Does anyone know how to merge (concatenate) docx documents with PHP (or Python if it's not possible in PHP)?
To clarify, my server is Linux based. I have 2 existing docx document, I need to put them in a new docx document using PHP or possibly Python.
Merging two different Docx files may be very complicated because Headers, Styles, Charts, Comments, User Modification Traces and other special contents are saved in separate inner XML sub-files in each Docx. Thus, two Docx may have different objects having the same ids. So it would be a very huge job to list all possible objects in the two documents, give them new inner ids, and re-affect them in a single one. Probably only Ms Office can do this currently.
Nevertheless, if you know that your two documents to be merged have the same styles, and if you know you have no charts, headers and other special objects, then the merging becomes something quite easy to perform.
In this case, you only have to use a Zip reader, such as TbsZip, to open the first Docx file (which is technically a zip archive containing XML sub-files) ; then read the sub-file "word/document.xml" and extract the part which is between the tags < w:body >
and < /w:body >.
In the second Docx file, open the "word/content.xml" and insert the previous content just before the tag < /w:body >. Save the result in a new Docx file.
This can be done using TbsZip, like this :
<?php
include_once('tbszip.php');
$zip = new clsTbsZip();
// Open the first document
$zip->Open('doc1.docx');
$content1 = $zip->FileRead('word/document.xml');
$zip->Close();
// Extract the content of the first document
$p = strpos($content1, '<w:body');
if ($p===false) exit("Tag <w:body> not found in document 1.");
$p = strpos($content1, '>', $p);
$content1 = substr($content1, $p+1);
$p = strpos($content1, '</w:body>');
if ($p===false) exit("Tag </w:body> not found in document 1.");
$content1 = substr($content1, 0, $p);
// Insert into the second document
$zip->Open('doc2.docx');
$content2 = $zip->FileRead('word/document.xml');
$p = strpos($content2, '</w:body>');
if ($p===false) exit("Tag </w:body> not found in document 2.");
$content2 = substr_replace($content2, $content1, $p, 0);
$zip->FileReplace('word/document.xml', $content2, TBSZIP_STRING);
// Save the merge into a third file
$zip->Flush(TBSZIP_FILE, 'merge.docx');
You may merge two Word documents with PHPDocX with a single line of code: (Source: Merging Word documents with PHPDocX)

----------------

OBJECTIVES.
1. Which kinds of content does the docx merging thread say are saved in separate inner XML sub-files within each Docx? List them.
2. Rewrite the paragraph of the docx merging thread that begins "Merging two different Docx files may be very complicated" as a short list, keeping its main facts.
3. In the docx merging thread, what file name does the PHP code save the merged result under?

----------------

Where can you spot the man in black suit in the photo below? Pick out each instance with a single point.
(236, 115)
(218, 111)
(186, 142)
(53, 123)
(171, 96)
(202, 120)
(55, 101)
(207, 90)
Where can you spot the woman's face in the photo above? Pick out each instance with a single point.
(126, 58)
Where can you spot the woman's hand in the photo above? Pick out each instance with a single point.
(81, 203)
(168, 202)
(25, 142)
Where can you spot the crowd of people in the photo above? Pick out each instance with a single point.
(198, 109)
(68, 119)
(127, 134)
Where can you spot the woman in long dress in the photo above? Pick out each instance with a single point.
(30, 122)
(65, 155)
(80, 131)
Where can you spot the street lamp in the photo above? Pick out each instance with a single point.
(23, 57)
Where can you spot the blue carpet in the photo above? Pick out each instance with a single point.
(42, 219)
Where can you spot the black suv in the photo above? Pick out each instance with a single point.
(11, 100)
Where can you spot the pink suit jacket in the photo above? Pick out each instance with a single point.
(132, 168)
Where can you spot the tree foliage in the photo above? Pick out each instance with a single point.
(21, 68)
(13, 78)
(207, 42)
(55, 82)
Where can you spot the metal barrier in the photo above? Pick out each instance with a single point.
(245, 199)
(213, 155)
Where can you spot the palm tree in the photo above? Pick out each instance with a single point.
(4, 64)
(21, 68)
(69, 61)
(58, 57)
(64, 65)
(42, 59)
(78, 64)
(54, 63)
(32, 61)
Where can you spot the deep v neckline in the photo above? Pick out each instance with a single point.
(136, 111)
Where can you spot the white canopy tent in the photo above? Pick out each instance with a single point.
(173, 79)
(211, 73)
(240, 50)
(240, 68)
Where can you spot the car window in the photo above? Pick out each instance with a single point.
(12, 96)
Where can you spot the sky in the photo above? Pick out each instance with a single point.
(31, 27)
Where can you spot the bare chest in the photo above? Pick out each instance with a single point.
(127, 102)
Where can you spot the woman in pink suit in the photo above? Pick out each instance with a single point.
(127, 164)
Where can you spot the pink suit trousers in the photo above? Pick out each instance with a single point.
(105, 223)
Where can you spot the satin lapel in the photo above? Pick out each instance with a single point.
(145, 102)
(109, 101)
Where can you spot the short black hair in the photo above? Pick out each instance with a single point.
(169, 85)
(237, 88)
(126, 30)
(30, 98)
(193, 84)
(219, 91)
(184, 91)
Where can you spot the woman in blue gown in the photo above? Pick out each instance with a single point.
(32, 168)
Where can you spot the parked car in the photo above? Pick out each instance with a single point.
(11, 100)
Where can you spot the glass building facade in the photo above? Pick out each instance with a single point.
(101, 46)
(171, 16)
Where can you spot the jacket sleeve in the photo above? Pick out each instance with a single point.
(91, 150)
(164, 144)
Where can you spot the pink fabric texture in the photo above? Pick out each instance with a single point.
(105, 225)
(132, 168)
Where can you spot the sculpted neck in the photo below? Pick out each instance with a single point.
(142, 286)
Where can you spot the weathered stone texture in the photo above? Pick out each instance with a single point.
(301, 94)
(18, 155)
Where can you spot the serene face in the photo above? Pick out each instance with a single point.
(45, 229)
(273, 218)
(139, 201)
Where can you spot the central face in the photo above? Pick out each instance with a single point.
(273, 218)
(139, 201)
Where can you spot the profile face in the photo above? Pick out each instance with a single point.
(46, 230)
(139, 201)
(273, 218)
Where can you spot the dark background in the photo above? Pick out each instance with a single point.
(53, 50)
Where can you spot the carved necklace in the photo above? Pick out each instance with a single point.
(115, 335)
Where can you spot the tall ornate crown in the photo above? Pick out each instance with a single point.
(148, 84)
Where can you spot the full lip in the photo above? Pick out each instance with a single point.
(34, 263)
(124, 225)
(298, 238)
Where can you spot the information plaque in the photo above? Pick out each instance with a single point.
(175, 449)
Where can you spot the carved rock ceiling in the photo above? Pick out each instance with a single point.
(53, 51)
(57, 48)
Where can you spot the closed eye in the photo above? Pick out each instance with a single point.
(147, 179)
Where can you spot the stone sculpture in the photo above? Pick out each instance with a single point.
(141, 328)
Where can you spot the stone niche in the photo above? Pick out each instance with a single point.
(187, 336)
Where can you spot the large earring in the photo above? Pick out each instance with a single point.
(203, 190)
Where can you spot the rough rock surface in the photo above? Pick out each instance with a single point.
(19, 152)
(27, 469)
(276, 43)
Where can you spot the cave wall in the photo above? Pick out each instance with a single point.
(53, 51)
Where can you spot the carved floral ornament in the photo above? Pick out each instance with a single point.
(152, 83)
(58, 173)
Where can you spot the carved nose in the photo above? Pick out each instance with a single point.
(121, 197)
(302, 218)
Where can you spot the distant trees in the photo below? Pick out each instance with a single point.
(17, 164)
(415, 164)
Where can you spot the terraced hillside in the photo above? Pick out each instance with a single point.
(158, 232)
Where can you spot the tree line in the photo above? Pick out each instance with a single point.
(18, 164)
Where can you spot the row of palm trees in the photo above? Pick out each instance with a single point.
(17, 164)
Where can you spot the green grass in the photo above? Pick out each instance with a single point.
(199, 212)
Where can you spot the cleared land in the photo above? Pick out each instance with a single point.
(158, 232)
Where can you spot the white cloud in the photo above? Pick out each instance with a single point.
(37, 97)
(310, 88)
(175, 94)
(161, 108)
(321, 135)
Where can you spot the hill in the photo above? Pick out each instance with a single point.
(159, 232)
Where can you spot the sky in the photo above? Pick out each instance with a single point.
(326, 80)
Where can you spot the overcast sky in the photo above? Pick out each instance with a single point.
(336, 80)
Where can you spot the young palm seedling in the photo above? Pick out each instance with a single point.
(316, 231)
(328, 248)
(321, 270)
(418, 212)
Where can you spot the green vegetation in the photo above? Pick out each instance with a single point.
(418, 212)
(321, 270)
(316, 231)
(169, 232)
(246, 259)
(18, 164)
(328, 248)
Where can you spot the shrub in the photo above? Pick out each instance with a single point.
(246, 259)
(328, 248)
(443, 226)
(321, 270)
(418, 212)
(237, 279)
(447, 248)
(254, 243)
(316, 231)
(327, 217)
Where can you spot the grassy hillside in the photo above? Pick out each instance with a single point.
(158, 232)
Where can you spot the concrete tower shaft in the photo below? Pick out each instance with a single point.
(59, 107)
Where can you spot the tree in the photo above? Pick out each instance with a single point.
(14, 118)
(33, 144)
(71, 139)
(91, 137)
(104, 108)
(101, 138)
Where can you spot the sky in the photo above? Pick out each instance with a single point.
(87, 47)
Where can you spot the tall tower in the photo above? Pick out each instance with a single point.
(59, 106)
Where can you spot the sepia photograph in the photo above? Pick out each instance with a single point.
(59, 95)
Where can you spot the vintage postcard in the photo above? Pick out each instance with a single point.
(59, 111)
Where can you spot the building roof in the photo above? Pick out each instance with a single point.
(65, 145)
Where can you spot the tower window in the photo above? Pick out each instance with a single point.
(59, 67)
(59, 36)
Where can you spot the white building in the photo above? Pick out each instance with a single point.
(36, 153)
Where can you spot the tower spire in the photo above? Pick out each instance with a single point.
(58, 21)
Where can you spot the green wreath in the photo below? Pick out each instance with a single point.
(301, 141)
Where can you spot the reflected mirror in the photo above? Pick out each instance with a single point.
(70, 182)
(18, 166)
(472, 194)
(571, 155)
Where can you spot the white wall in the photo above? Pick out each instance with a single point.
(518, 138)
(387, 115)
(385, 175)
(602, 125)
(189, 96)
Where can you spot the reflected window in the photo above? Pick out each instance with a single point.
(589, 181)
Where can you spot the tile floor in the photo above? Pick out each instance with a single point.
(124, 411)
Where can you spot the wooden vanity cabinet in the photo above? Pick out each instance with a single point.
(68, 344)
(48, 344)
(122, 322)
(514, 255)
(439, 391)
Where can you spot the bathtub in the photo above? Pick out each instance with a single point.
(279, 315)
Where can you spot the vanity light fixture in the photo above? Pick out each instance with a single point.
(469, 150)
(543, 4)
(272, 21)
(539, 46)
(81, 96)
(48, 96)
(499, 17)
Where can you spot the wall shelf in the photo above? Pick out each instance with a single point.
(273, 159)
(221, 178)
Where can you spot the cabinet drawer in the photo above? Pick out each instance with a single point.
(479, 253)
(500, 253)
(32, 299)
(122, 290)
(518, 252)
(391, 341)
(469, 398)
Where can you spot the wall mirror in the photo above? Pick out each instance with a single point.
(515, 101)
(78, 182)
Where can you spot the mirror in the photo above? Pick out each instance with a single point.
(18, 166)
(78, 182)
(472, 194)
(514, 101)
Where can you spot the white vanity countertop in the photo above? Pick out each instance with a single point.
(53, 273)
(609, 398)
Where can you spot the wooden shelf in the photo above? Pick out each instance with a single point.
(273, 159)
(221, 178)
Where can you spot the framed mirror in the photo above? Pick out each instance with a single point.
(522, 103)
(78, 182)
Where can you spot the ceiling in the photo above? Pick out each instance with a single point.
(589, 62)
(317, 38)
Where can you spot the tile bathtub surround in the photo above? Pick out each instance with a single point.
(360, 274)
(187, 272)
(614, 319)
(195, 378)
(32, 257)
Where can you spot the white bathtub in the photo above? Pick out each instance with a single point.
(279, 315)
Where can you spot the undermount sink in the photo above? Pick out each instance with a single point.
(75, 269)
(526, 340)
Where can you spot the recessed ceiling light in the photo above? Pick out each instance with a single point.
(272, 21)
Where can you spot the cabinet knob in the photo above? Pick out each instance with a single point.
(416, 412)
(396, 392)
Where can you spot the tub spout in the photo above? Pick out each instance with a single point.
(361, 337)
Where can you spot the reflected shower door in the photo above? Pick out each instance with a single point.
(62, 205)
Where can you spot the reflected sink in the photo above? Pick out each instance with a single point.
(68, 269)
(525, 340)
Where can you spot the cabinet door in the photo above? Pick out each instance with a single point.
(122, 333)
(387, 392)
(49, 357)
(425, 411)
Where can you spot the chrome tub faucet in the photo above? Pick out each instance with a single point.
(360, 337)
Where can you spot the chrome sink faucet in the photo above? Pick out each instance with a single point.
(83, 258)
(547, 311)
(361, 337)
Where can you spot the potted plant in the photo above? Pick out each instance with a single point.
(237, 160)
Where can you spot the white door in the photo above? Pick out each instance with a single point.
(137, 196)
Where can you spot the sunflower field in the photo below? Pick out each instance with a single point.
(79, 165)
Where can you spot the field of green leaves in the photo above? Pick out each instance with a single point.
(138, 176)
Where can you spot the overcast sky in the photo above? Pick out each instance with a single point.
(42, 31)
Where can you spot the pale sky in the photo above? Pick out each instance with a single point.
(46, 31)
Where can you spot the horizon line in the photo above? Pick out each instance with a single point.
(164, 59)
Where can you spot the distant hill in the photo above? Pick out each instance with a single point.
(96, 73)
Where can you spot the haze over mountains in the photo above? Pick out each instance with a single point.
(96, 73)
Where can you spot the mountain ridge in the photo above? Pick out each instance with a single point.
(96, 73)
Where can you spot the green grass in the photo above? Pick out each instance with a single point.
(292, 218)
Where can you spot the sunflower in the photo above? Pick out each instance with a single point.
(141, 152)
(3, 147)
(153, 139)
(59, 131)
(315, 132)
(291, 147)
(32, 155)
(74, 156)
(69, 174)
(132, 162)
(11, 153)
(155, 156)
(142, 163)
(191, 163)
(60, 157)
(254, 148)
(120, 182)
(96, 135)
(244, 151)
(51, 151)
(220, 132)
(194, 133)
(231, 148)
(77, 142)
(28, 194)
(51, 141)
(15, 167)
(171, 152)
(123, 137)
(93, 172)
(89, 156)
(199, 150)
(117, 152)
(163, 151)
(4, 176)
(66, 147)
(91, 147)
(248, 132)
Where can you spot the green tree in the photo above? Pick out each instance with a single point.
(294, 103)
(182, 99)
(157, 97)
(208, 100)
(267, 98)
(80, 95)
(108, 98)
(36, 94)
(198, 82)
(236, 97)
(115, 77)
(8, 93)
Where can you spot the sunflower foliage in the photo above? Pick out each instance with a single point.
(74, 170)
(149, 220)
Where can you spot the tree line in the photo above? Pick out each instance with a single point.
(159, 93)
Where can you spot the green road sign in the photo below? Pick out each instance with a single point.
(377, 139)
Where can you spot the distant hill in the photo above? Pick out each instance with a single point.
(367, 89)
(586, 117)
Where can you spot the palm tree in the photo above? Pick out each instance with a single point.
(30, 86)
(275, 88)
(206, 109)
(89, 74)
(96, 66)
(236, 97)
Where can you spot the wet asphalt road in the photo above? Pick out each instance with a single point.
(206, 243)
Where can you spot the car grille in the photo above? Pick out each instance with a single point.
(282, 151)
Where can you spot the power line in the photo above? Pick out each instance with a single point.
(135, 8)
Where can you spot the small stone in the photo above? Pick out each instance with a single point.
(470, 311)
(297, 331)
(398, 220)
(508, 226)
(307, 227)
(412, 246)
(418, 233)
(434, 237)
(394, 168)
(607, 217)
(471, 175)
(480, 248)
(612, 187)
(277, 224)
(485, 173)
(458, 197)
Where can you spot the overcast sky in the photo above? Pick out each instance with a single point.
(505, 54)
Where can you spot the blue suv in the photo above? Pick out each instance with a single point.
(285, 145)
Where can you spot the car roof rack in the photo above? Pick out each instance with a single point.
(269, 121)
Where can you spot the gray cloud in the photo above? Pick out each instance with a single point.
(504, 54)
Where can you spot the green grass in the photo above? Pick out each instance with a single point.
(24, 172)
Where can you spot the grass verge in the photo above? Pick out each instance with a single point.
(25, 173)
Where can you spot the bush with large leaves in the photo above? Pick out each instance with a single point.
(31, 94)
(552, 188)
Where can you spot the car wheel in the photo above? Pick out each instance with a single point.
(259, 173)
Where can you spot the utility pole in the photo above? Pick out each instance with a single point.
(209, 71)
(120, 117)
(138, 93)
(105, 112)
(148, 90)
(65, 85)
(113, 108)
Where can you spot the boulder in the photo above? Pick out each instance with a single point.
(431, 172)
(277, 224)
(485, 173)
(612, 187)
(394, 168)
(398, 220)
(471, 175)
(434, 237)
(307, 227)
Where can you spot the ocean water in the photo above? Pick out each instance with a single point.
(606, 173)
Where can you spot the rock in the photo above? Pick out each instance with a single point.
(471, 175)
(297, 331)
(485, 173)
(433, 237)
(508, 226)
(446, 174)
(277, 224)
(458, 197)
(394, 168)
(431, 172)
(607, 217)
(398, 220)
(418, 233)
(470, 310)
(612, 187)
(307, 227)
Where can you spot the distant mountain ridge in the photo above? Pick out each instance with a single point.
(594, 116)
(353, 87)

----------------

SET OF ANSWERS.
1. Headers, Styles, Charts, Comments, User Modification Traces

2.
- Merging two different Docx files can be very complicated.
- Headers, styles, charts, comments, user modification traces and other special contents are saved in separate inner XML sub-files in each Docx.
- As a result, two Docx files may have different objects with the same ids.
- Listing every object in both documents, giving each a new inner id and re-affecting them in a single file would be a very large job.
- Probably only Ms Office can do this currently.

3. merge.docx